Objective
Find each line in the material below that contains the word "plank", and copy every such line in full.

Given records
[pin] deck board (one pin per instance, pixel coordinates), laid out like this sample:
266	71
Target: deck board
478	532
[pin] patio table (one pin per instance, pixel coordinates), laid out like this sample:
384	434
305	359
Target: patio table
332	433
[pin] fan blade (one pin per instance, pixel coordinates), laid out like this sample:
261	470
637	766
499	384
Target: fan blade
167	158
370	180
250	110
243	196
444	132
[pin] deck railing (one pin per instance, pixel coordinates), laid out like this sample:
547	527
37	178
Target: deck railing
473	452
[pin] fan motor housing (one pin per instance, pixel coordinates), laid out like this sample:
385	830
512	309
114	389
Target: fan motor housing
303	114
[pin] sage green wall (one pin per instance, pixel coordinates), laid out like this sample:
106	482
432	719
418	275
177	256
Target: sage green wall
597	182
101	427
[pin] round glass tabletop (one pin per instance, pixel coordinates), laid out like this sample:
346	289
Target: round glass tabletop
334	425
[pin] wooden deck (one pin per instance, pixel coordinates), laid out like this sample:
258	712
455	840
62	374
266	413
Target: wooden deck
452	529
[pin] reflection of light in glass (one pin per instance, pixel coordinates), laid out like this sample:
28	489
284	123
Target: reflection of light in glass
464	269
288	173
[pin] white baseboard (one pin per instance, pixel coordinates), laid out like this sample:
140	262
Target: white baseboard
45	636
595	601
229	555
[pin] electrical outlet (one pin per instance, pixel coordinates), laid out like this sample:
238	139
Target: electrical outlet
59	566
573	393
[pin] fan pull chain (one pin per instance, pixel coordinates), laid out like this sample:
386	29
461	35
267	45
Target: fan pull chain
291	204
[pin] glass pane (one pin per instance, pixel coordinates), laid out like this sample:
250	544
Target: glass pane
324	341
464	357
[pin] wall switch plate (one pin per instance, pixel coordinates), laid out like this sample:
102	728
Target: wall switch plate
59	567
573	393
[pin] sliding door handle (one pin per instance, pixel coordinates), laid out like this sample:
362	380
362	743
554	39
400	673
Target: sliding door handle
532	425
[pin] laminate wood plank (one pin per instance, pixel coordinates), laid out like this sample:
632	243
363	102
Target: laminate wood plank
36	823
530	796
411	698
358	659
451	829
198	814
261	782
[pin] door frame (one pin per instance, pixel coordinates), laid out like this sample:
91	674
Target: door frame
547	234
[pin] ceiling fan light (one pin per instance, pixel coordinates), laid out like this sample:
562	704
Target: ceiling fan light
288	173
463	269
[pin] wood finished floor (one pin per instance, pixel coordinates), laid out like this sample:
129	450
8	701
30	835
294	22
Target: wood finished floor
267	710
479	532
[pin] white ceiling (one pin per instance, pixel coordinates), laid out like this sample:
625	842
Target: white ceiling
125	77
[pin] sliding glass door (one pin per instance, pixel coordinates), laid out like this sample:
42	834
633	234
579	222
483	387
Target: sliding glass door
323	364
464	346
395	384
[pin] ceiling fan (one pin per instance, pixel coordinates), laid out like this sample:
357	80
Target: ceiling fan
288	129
* * *
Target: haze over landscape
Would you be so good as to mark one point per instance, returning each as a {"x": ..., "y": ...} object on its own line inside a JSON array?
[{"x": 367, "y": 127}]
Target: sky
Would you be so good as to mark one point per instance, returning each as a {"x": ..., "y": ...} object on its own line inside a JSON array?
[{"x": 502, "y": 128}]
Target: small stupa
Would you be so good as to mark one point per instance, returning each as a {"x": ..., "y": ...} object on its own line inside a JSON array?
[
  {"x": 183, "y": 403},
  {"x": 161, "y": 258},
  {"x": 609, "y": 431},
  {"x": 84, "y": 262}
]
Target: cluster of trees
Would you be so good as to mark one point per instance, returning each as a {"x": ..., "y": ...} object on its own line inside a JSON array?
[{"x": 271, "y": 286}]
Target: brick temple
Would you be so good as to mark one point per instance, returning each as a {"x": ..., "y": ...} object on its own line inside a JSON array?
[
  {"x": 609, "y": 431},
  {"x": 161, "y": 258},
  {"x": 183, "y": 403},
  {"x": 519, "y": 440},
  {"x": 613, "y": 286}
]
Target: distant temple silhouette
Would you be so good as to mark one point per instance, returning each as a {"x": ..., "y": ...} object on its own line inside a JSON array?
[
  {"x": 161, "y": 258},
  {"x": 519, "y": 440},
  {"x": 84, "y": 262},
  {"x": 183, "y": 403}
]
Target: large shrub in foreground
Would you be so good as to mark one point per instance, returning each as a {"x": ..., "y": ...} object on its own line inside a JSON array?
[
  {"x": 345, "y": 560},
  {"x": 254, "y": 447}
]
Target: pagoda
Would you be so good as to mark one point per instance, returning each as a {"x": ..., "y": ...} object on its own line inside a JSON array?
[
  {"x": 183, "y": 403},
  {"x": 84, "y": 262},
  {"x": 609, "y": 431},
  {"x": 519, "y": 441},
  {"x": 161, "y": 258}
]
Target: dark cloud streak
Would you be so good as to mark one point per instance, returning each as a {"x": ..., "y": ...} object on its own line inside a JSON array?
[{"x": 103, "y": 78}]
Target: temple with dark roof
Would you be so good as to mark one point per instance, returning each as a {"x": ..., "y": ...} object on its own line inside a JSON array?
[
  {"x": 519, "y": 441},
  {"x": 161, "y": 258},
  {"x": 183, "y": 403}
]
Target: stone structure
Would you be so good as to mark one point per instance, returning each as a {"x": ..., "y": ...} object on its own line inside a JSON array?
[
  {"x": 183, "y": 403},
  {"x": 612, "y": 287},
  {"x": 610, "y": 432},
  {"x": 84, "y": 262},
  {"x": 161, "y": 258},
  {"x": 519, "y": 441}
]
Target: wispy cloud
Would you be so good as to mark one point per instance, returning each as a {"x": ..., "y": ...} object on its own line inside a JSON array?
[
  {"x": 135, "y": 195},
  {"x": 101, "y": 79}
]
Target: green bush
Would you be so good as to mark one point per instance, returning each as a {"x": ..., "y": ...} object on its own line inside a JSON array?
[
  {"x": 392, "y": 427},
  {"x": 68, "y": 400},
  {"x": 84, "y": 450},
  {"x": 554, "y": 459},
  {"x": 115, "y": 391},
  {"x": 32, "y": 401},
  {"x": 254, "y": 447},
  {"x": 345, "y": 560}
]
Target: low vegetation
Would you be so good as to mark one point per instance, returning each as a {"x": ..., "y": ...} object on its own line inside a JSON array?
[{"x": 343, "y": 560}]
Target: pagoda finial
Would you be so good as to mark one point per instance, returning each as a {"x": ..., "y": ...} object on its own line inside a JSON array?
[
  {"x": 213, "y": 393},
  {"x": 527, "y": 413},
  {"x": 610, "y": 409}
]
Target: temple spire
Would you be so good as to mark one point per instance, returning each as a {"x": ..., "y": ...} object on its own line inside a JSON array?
--
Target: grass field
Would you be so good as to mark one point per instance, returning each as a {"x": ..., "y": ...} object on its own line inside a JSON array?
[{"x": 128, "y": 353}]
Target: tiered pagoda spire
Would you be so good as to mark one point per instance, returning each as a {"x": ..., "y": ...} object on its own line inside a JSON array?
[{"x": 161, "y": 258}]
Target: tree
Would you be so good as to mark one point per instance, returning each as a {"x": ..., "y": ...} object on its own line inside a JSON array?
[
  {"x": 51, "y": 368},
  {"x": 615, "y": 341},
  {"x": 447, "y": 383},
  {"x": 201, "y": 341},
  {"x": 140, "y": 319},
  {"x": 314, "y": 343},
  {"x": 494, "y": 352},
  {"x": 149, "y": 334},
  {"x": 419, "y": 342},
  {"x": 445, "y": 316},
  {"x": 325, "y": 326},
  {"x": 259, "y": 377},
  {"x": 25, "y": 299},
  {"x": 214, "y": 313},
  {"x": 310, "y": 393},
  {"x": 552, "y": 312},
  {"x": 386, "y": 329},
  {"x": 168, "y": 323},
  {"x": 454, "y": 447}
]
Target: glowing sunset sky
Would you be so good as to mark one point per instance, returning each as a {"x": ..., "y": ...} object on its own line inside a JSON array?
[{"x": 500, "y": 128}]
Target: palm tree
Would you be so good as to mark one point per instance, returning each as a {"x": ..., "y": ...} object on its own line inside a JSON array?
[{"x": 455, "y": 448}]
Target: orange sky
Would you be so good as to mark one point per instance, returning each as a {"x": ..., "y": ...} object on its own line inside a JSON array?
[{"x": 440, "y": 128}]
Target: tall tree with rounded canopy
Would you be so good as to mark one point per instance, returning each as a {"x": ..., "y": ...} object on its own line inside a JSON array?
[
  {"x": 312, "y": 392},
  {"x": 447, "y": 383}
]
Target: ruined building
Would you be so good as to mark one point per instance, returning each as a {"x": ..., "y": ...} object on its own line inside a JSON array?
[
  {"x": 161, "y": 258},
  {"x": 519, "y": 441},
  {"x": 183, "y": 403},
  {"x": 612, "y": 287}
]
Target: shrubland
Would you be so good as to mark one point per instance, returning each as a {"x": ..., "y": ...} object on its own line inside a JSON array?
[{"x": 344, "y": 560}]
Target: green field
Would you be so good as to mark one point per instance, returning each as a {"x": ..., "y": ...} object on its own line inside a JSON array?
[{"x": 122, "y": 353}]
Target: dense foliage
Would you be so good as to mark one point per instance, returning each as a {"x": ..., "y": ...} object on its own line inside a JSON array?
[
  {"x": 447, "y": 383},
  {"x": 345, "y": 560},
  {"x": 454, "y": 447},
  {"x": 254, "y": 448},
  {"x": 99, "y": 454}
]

Response to this task
[pin] laminate wood plank (one pin per instance, pixel coordinates), laid out like this sample:
Target: laminate wood plank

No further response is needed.